:: Task goal ::
Rescale the rows from the line that contains "frame base of" through the line that contains "88;212;180;286", rewriting every line in that span and multiplying each bounding-box coordinate in the answers by 0.25, rounded to whole numbers with halves rounded up. Give only those lines, in order.

:: Data shown ::
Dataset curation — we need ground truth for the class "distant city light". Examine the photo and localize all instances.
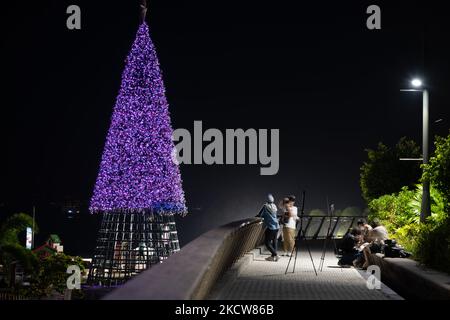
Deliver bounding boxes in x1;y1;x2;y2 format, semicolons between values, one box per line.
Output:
411;79;422;88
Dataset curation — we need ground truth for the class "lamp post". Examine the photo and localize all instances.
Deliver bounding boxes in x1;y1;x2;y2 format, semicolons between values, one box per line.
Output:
400;78;431;222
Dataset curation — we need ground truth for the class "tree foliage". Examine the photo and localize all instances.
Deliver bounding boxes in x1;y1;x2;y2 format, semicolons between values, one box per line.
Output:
360;137;421;202
23;253;85;298
0;213;38;281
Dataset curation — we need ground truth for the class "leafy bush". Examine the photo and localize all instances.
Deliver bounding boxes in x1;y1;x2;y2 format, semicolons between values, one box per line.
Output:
369;186;450;272
360;137;421;202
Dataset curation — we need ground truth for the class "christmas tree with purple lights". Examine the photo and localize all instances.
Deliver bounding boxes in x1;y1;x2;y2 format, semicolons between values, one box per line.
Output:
90;22;187;214
88;18;187;286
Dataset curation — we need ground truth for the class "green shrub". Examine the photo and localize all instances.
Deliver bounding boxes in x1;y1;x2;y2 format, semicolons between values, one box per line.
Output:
369;186;450;272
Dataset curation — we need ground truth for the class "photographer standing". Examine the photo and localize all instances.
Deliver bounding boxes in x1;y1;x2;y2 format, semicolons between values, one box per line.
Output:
259;194;280;261
283;196;298;257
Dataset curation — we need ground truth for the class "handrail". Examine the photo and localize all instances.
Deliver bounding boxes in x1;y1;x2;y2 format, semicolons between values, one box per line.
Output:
103;218;264;300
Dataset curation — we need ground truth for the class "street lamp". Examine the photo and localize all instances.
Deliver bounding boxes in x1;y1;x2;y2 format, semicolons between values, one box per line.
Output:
400;78;431;222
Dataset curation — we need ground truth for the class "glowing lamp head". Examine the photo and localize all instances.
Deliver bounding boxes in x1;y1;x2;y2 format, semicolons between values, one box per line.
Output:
411;79;422;88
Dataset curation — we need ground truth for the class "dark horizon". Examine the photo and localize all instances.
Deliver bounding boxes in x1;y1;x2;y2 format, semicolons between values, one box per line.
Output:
0;0;450;252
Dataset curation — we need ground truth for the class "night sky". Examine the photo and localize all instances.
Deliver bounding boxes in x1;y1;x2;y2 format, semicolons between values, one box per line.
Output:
0;0;450;254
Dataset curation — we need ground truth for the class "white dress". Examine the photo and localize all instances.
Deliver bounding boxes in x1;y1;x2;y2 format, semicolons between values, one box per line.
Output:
284;207;298;229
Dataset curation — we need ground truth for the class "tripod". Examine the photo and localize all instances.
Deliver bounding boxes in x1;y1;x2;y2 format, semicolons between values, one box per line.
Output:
284;191;317;276
319;197;336;272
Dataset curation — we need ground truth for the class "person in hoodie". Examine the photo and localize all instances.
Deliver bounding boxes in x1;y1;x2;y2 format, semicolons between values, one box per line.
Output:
258;194;280;261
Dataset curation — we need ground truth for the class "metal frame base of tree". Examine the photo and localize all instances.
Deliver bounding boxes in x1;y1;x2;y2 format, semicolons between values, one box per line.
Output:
88;212;180;286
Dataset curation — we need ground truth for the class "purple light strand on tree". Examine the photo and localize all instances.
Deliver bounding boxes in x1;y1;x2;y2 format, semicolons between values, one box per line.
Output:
90;22;187;214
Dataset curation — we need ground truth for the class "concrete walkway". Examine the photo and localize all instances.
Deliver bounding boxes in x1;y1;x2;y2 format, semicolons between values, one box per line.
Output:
209;244;402;300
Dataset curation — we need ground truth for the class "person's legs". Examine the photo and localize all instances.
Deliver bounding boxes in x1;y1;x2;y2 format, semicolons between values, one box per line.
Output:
264;229;278;257
362;246;372;269
272;229;279;257
283;227;291;253
287;228;295;253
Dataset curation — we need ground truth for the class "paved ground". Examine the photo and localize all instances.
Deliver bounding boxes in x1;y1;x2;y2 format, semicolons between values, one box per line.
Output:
210;245;401;300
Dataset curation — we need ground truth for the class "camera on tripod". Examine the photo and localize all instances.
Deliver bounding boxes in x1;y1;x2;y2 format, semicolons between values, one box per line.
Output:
383;239;411;258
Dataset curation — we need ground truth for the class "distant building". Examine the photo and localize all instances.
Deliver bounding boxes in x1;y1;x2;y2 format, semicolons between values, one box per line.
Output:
61;200;82;219
33;234;64;259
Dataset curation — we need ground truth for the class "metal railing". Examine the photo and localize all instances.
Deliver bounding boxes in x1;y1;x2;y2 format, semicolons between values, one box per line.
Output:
298;216;367;240
104;216;364;300
104;218;264;300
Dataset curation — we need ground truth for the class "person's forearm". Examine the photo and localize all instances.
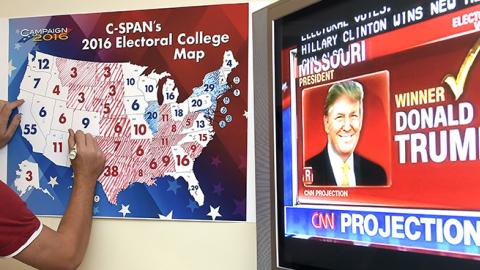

:: Exercise result ::
Dataset curation — we need ground truth for the class "metal frame base of tree". Examine the photo and localize all instances.
Deliver bounding boxes in x1;y1;x2;y2 format, semicolons between values, one box per line.
Output:
22;53;45;72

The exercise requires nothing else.